Copy out the records below, changing every "Put a point on one per instance" to "Mark one spot per instance" and keeping everything else the same.
#### Given information ####
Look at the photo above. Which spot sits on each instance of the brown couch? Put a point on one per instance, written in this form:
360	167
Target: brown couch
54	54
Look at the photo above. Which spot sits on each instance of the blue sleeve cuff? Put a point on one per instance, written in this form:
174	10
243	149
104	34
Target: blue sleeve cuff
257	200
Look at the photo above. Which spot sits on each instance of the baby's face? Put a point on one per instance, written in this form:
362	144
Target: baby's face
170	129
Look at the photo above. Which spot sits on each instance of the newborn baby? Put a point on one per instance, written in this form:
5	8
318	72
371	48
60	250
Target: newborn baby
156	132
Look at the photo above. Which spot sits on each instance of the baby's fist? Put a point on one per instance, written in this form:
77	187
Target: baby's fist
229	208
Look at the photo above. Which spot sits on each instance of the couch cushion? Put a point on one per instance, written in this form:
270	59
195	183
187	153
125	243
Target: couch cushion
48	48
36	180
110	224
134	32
####
Complete response –
Look at the photo above. Which spot sits on each instance of the brown couch? Mark one spot per instance, written in this form:
360	167
Target: brown couch
54	54
Look at the photo above. Which spot sits on each instance of the blue sleeve cuff? Mark one spot per instance, written in this form:
174	10
243	149
104	34
Target: blue sleeve cuff
257	200
Look at the photo above. Which spot sits on each instance of the baby's face? Mark one spot per instance, written in this form:
362	144
Target: baby's face
170	129
Look at the photo above. Which spot sits on each instance of the newborn baby? Mark one spot per instance, written in this form:
5	8
318	72
371	48
60	250
Target: newborn baby
156	132
Look at the photo above. Which spot sits on each instance of the baby's fist? Mark one spot per instance, written in this form:
77	187
Target: baby's fist
229	208
Look at the photo above. Which spot sits on each instance of the couch cushion? Mark one spot per instance, written in this form:
270	59
195	183
187	153
125	243
Target: couch cushion
48	48
36	180
110	224
134	32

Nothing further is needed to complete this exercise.